• _PROMPT_
For each record that follows, give it back exactly, with no pictures included.

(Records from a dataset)
• • • • • • •

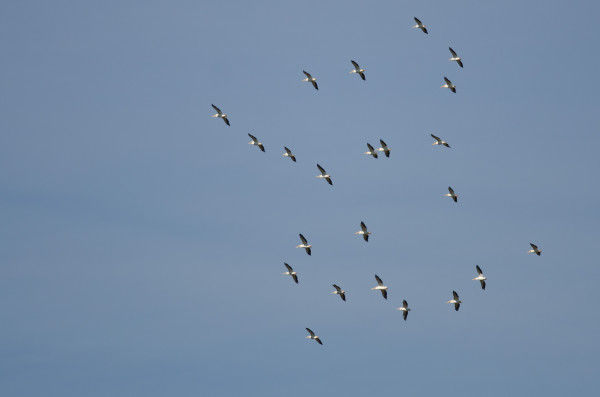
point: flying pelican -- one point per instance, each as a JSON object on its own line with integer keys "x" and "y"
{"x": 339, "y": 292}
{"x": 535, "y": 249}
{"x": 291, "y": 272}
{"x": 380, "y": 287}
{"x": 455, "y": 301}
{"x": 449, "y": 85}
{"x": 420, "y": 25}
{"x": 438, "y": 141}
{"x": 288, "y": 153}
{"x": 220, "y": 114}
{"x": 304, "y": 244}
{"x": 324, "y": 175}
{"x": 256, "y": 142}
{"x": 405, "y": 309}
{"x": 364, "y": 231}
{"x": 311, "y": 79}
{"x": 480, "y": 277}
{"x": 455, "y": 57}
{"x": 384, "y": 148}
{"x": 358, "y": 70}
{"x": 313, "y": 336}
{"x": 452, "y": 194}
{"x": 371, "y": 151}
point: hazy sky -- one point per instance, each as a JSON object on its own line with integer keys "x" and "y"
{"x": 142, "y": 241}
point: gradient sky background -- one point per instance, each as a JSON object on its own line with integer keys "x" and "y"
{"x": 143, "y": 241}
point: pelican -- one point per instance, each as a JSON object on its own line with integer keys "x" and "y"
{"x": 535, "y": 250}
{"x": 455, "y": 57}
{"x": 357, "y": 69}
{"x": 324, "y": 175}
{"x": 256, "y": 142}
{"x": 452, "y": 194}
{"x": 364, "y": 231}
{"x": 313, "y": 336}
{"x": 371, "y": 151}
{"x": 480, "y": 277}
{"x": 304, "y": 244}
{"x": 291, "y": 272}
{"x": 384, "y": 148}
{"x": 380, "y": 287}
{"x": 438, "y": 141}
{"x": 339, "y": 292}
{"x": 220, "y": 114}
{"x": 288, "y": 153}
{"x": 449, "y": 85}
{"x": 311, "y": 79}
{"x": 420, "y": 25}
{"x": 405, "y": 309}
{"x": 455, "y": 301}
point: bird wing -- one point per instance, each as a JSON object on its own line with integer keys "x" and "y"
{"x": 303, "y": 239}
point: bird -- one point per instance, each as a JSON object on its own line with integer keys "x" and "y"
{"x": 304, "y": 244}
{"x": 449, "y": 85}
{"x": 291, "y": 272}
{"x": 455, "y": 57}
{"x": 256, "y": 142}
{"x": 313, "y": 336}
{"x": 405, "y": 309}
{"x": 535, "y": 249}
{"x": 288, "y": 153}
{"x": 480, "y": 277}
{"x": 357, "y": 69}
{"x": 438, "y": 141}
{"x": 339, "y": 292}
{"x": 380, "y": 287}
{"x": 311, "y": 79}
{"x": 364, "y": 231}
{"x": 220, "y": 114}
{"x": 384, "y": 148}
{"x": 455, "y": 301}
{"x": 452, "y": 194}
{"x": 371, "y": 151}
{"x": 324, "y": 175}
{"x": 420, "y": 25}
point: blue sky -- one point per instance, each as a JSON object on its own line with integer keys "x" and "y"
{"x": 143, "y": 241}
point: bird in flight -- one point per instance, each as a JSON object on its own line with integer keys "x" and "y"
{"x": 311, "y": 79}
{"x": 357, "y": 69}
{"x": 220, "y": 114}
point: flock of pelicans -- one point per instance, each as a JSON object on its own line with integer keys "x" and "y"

• • • • • • •

• _WRITTEN ANSWER_
point: flying pelican -- one point per instance, each as a JSON object on its own line with integer keys "x" and "y"
{"x": 339, "y": 292}
{"x": 535, "y": 249}
{"x": 291, "y": 272}
{"x": 380, "y": 287}
{"x": 455, "y": 301}
{"x": 449, "y": 85}
{"x": 420, "y": 25}
{"x": 438, "y": 141}
{"x": 288, "y": 153}
{"x": 220, "y": 114}
{"x": 304, "y": 244}
{"x": 324, "y": 175}
{"x": 256, "y": 142}
{"x": 405, "y": 309}
{"x": 364, "y": 231}
{"x": 311, "y": 79}
{"x": 480, "y": 277}
{"x": 455, "y": 57}
{"x": 384, "y": 148}
{"x": 358, "y": 70}
{"x": 313, "y": 336}
{"x": 452, "y": 194}
{"x": 371, "y": 151}
point: hazy sky -- one point per instance, each as a JSON object on its own line with integer keys "x" and "y"
{"x": 142, "y": 241}
point: gradient sky background -- one point per instance, each as a JSON object on its own line with integer keys "x" and "y"
{"x": 143, "y": 241}
point: pelican -- one point per instance, each as a JSON object on its own line with integer keys "x" and "y"
{"x": 535, "y": 250}
{"x": 455, "y": 57}
{"x": 357, "y": 69}
{"x": 324, "y": 175}
{"x": 256, "y": 142}
{"x": 452, "y": 194}
{"x": 364, "y": 231}
{"x": 313, "y": 336}
{"x": 371, "y": 151}
{"x": 480, "y": 277}
{"x": 304, "y": 244}
{"x": 291, "y": 272}
{"x": 384, "y": 148}
{"x": 380, "y": 287}
{"x": 438, "y": 141}
{"x": 339, "y": 292}
{"x": 220, "y": 114}
{"x": 288, "y": 153}
{"x": 449, "y": 85}
{"x": 311, "y": 79}
{"x": 420, "y": 25}
{"x": 405, "y": 309}
{"x": 455, "y": 301}
point: bird wing -- one point per instance, each as a JSON object on its own line with integer keys "x" and "y"
{"x": 303, "y": 239}
point: bird -- one point per instance, each as a JSON object on its own line with integer keys "x" and "y"
{"x": 304, "y": 244}
{"x": 449, "y": 85}
{"x": 291, "y": 272}
{"x": 455, "y": 57}
{"x": 256, "y": 142}
{"x": 313, "y": 336}
{"x": 405, "y": 309}
{"x": 535, "y": 249}
{"x": 288, "y": 153}
{"x": 480, "y": 277}
{"x": 357, "y": 69}
{"x": 438, "y": 141}
{"x": 339, "y": 292}
{"x": 380, "y": 287}
{"x": 311, "y": 79}
{"x": 364, "y": 231}
{"x": 220, "y": 114}
{"x": 384, "y": 148}
{"x": 455, "y": 301}
{"x": 452, "y": 194}
{"x": 371, "y": 151}
{"x": 324, "y": 175}
{"x": 420, "y": 25}
point: blue sky -- one point per instance, each as a JSON object on its own line with integer keys "x" and "y"
{"x": 143, "y": 241}
point: bird in flight -- one point per instance, each as a JSON object on its own line with integer keys "x" and "y"
{"x": 311, "y": 79}
{"x": 357, "y": 69}
{"x": 220, "y": 114}
point: flock of pelicans -- one point per instance, each as a JSON object on its own line with integer keys "x" and "y"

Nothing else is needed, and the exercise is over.